ABOUT THIS TASK :: The records appear below. Set down exactly each line from the one that contains "of the power" through the last, both included.

RECORDED DATA ::
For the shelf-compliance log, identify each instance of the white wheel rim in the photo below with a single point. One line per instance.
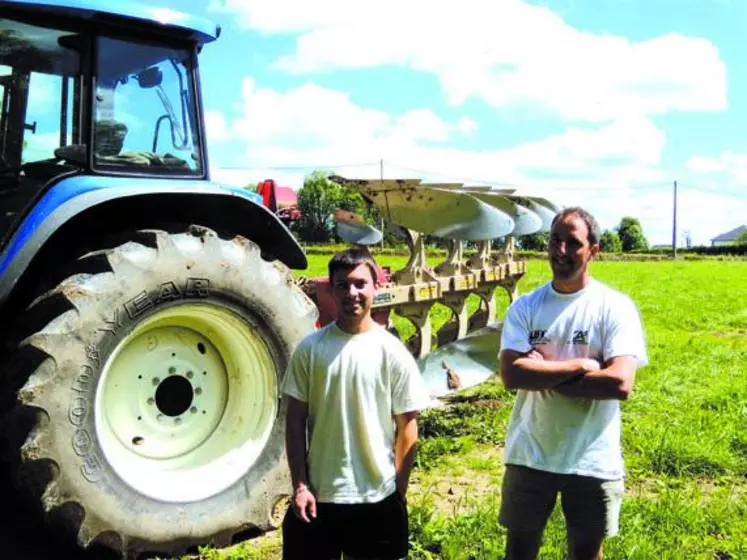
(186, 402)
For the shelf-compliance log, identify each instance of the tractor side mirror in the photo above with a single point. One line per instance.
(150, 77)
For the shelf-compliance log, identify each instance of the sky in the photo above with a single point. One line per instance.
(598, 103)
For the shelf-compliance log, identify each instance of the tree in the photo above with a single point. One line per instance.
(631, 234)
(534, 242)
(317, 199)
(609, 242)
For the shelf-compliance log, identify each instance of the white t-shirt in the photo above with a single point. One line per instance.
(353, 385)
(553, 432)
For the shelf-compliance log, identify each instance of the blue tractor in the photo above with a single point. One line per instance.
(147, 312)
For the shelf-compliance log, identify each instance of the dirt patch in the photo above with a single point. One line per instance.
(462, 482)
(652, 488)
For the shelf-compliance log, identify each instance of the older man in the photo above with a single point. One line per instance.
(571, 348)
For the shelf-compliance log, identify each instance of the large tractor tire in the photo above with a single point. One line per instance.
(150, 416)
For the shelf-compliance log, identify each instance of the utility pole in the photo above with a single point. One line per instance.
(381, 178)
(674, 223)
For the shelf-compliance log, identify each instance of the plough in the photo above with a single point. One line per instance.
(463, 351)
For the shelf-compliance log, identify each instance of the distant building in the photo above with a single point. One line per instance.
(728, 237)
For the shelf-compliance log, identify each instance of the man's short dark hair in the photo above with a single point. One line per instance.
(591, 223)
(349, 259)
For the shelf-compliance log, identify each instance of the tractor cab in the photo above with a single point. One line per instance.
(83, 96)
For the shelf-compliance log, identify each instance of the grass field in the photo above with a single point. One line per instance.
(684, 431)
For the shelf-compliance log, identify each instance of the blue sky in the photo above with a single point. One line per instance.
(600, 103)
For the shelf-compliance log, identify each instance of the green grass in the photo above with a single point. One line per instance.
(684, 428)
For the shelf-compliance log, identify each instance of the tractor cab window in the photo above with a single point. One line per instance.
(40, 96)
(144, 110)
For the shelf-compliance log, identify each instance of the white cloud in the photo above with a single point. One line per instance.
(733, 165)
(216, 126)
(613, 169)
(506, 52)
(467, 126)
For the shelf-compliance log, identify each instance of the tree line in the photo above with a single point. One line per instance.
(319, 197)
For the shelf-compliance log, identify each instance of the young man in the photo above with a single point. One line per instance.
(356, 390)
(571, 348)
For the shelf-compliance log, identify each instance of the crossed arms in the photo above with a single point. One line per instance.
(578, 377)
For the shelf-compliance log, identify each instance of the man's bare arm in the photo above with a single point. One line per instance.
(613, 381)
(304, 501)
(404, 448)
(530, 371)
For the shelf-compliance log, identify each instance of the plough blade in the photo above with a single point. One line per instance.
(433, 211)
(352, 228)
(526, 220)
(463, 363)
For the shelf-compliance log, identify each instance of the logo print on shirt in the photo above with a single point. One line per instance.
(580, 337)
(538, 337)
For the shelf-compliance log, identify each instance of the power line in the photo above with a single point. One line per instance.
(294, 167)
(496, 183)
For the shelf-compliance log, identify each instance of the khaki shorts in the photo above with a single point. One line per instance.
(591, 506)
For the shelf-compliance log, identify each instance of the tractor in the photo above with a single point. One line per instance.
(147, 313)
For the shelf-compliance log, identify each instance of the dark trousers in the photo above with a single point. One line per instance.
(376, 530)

EXERCISE RESPONSE ::
For the shelf-compliance log, identify each instance of the power line in the photo above with a single point. One line per instance.
(294, 167)
(496, 183)
For the shelf-compliance log, identify each instance of the khaki shorts in the photo above with a single point. One line per instance.
(591, 506)
For the shelf-compliance log, identify each instance of the tractor in the photo above with a single point. One line per instance.
(147, 313)
For the shelf-compliance log, identify each instance of the dark trousers in the photo above with a single point. One line per instance.
(376, 530)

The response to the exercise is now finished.